For the word "detector", find each line in the entries where it occurs and copy that line.

====== THE INPUT ======

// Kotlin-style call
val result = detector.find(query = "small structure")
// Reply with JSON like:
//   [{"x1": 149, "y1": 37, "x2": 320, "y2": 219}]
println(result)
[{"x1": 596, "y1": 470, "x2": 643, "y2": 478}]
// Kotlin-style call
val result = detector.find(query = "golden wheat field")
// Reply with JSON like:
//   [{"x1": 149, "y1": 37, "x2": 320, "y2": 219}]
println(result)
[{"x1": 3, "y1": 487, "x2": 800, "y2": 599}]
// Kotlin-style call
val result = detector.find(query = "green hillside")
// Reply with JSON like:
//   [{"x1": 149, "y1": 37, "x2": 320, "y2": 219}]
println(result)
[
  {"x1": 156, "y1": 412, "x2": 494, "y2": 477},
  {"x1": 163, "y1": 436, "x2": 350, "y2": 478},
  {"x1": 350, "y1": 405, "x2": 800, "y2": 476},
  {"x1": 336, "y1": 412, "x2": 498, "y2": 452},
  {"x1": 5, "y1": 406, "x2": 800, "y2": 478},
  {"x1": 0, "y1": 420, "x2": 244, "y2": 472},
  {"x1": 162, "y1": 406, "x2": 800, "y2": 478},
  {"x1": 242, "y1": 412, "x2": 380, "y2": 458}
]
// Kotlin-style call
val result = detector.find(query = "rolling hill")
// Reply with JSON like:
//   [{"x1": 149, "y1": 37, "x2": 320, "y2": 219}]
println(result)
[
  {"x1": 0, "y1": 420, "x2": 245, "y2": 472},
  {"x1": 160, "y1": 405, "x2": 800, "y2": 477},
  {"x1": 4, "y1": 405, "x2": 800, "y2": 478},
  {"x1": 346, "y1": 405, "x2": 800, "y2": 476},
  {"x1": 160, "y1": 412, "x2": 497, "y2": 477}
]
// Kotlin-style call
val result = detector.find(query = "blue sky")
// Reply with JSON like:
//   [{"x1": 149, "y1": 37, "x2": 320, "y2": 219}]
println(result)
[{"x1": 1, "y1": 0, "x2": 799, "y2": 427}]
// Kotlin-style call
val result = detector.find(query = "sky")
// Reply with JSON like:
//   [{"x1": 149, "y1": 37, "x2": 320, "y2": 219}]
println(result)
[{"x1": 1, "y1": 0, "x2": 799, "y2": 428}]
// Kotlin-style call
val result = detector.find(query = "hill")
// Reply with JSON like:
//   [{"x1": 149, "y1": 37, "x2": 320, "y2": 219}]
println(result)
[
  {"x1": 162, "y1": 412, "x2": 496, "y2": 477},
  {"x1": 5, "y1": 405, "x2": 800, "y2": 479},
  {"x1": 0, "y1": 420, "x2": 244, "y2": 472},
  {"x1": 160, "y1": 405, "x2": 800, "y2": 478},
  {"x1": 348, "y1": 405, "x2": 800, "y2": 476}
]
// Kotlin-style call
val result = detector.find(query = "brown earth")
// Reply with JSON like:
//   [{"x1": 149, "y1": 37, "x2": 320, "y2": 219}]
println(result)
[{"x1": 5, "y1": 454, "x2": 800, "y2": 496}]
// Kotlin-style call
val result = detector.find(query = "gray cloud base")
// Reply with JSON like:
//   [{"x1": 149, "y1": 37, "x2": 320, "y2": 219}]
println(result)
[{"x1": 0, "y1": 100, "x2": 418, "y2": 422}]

======

§ **OUTPUT FOR THIS EXERCISE**:
val result = detector.find(query = "small structure")
val result = detector.find(query = "golden wheat field")
val result = detector.find(query = "green hillside")
val result = detector.find(query = "rolling hill")
val result = detector.find(query = "blue sky")
val result = detector.find(query = "sky")
val result = detector.find(query = "hill")
val result = detector.find(query = "brown earth")
val result = detector.find(query = "gray cloud base")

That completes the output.